EXERCISE DESCRIPTION — From the article on abusive behavior in teen dating, list every resource it names as available in Fayette County to guide teens through abusive behavior in dating.

SOURCE EXCERPT —

Dating dangers: Abusive behavior prevalent in teen relationships
Teenagers are facing new obstacles while navigating healthy relationships and psychological abuse when dating.
According to a report from the Associated Press, abusive dating behavior is pervasive among America’s adolescents. A new, federally-funded survey says a majority of boys and girls who date describe themselves as both victims and perpetrators.
“There are trends between males and females calling each other ‘street-names’ or something funny. These names, by adult standards, can seem somewhat disrespectful, but to the teens, using them is quite commonplace,” said Elizabeth Giachetti, executive director of CPP Behavioral Health in Uniontown.
In Fayette County, there are resources like CPP, as well as the Crime Victims Center, Domestic Violence Services and school guidance counselors to guide teens through adolescent years and abusive behavior in dating.
“Teens that are in relationships where they hear the words pathetic, ugly, disgusting, stupid, ugly, slut, whore, loser and many more leave long lasting wounds,” said Giachetti.
“These words can haunt a teen for a significant amount of time. The teens internalize the feelings of anger, hate and sadness, and do not know how to deal with the overwhelming feelings due to the psychological abuse,” she continued.

DATA PROVIDED —
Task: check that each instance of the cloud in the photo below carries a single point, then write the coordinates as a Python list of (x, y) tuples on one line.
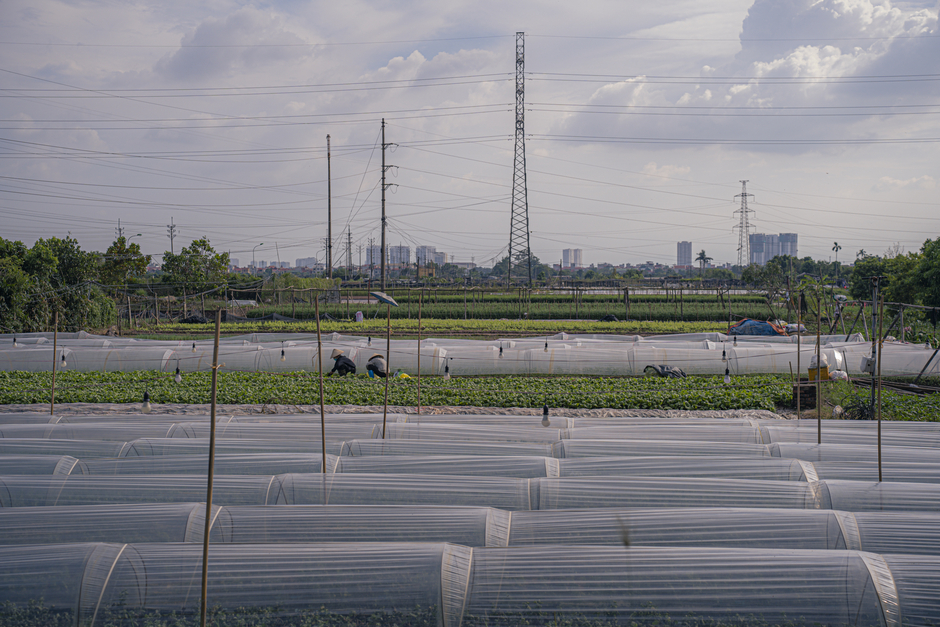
[(803, 69), (651, 170), (887, 183), (247, 40)]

FINAL RESULT —
- CPP
- The Crime Victims Center
- Domestic Violence Services
- School guidance counselors